# [Task to complete]
Begin with the line containing "Exercise. Spot the bus wheel" and copy every line after it to the end of the entries, exactly, leaving out the lines before it.

BEGIN Data provided

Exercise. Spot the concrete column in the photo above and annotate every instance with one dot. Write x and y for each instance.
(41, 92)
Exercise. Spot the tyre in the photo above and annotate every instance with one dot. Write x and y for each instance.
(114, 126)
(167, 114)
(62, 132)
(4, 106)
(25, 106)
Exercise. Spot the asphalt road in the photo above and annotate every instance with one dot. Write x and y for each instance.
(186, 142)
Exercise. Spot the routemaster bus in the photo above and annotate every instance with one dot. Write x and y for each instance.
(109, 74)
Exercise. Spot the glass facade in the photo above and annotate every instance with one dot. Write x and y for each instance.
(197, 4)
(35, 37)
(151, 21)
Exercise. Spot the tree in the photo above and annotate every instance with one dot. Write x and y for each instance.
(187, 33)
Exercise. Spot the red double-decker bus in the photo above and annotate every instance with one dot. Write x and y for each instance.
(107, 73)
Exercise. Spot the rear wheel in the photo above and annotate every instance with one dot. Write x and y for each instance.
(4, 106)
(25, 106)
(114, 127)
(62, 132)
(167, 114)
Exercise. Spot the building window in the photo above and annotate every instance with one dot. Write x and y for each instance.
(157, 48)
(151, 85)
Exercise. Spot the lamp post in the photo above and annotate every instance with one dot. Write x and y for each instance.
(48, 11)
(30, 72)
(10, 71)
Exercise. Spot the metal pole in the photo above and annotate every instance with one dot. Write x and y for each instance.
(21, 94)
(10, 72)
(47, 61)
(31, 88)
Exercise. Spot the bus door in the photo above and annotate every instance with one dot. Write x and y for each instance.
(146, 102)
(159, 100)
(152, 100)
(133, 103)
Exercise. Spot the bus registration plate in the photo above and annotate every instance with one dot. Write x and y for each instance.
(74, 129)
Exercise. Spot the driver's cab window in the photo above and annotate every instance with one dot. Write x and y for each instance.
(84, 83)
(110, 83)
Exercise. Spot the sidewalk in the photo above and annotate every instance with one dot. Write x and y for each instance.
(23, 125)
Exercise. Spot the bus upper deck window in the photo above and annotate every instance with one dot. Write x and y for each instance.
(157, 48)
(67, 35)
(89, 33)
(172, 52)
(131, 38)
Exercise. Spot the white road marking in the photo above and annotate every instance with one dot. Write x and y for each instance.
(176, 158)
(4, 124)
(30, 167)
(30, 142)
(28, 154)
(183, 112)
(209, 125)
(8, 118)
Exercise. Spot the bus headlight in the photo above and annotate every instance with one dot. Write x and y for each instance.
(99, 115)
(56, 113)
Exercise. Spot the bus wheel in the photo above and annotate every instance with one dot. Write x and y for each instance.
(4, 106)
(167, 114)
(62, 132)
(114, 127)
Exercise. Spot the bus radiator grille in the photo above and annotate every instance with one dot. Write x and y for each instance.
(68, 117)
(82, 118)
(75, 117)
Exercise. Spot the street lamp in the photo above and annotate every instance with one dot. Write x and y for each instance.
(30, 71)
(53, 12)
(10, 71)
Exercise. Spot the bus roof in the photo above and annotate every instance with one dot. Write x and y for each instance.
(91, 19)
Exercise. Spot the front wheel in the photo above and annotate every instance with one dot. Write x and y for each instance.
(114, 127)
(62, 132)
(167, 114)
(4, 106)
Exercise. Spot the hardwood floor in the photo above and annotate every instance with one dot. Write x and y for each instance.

END Data provided

# [Answer section]
Exercise. Spot the bus wheel in the photo above and annotate every instance with one dot. Write x and y for each instance.
(4, 106)
(167, 114)
(62, 132)
(114, 127)
Exercise. Spot the bus radiator grille in the photo above and annotate every instance with one dot. Write x and y for each instance.
(68, 117)
(82, 118)
(75, 117)
Exercise. Spot the street lamp in the photo above and annotate every instance with one dot. Write x and y for each instance.
(30, 71)
(53, 12)
(10, 71)
Exercise. Spot the bus roof in the photo above and annotate every instance with one dot. Write x and y for each instance.
(91, 19)
Exercise. Spot the front wheel in the photo above and annotate every instance with one dot. Write x and y for each instance.
(114, 127)
(62, 132)
(167, 114)
(4, 106)
Exercise. Spot the hardwood floor in the photo above and annotate every instance with one dot. Write x and y for each instance.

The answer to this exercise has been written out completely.